**EXERCISE TEXT**
+--

Charlie and I climb a stair with the rest of the group. I ask a graduate student from Carnegie Mellon University why he came on the tour: “I’m studying computer science so am curious about how data is gathered and the simulations they use.”  A young Asian woman tells me she wanted to take the tour because her husband works here. At the top of the stair a young physician from Georgetown takes selfies with his father, who works as a mechanical engineer at the lab. His mom is a doctor. “My son takes after his mother,” the father jokes.

At different times we take turns stepping up to what I call the lookout platform. Instead of marveling at a deep canyon or distant forest, we peek at the top of the most powerful spherical tokamak (nuclear fusion reactor) in the world. There is no natural light, no windows or wind. No sound is emitted. A tennis-court-green grid surrounds the circular mouth of the tokamak. Inside is a stew of electrons and atomic nuclei. Red painted superconducting magnets and multi-colored cables bulge from its belly. A bank of electronic equipment records its every move. I don’t see any of the star part here – the shining light, the friendly twinkle or the streaking trail across a night canvas.

NSTX-U at Princeton Plasma Physics lab

Members of the public take turns viewing the NSTX-U at PPPL

Family members from Brazil approach the lookout platform snapping pictures. They are visiting a relative who works as a theoretical physicist here. The daughter in the family, Letica, says: “This is our future. My generation wants to know how we can live in a clean environment. It’s great to be a part of it.” The two middle-aged women I met in the lobby agree with her. “It’s terrific. Fascinating to see the work they are doing here.”

Before we leave the NSTX-U the Carnegie Mellon student asks: “How do you debug any problems?”

“Good question,” says Oak. “We had to call a retiree recently to diagnose a problem with the circuits. We’re glad he was available. This system has been growing organically for the last 20 years.”

Cousin Charlie smiles at the thought of a retiree coming in to fix it. “I guess it’s best to keep us around,” he says.

Public outreach

I had arranged in advance to meet with physicist Andrew Zwicker who heads the Office of Communications and Public Outreach at the lab. I asked him why they are optimistic now after decades of chasing the gold ring of fusion energy. He gives me a trio of reasons for why today’s optimism is not misplaced. “Our computing speed has increased tremendously. We use sophisticated simulators that allow us to tweak design easier. And advanced manufacturing capabilities allow us to create the components as needed.”

+--

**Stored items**
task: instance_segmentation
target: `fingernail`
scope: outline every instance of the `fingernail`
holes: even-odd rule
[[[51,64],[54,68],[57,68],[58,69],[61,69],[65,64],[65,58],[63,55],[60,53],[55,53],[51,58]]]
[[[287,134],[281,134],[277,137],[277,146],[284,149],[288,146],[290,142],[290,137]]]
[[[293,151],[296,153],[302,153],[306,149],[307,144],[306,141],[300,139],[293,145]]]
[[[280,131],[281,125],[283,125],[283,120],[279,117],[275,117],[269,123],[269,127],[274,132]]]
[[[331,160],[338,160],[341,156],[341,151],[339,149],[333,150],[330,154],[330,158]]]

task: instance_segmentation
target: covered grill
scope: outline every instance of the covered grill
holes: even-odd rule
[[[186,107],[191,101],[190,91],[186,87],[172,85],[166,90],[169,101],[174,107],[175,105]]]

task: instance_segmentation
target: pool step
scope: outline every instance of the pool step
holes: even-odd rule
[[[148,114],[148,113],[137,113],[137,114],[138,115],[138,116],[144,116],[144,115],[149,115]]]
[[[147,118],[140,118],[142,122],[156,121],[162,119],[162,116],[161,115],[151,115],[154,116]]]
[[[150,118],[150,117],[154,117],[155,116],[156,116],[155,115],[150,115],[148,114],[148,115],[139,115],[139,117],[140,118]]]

+--

**EXERCISE INSTRUCTIONS**
1: In the account of the fusion lab tour, why did the young Asian woman want to take the tour?
2: Carry on the account of the fusion lab tour, starting after its final paragraph.

**ANSWERS TO THE PROBLEMS**
1: Her husband works at the lab.

2:
Zwicker tells me that their most popular public outreach program is the Ronald E. Hatcher Science on Saturday lectures. The lectures are held in the MGB Auditorium and have been ongoing for 34 years with an average of 300 people attending. They are live streamed at 9:30am EST for nine weeks from January to March. Any member of the public can watch live on the PPPL.gov website.

Princeton Plasma Physics Lab campus

End of the public tour at Princeton Plasma Physics Lab

Cousin Charlie sums up his thoughts on the tour as we walk to the parking lot: “I like the matter-of-fact personality of scientists. They want to find answers, not impose them like politicians do. That’s refreshing. It’s a precise, efficient operation here. The computers, modeling and prediction theory weren’t around when I was in school.”

I think of my master-of-the universe moment in the lobby when turning the handle to control the plasma machine. I ponder fusion science. Are we called to understand, emulate, one up the sun?

Charlie and I look for but don’t see any other electric cars in the lot. We spend the rest of the day in Princeton eating lunch at a farm-to-table restaurant, visiting the University Chapel and the Art Museum on Princeton’s main campus. During our drive back under the night sky I look up. My understanding of star power has forever changed. The crook in my neck assures me that my star wonder remains intact.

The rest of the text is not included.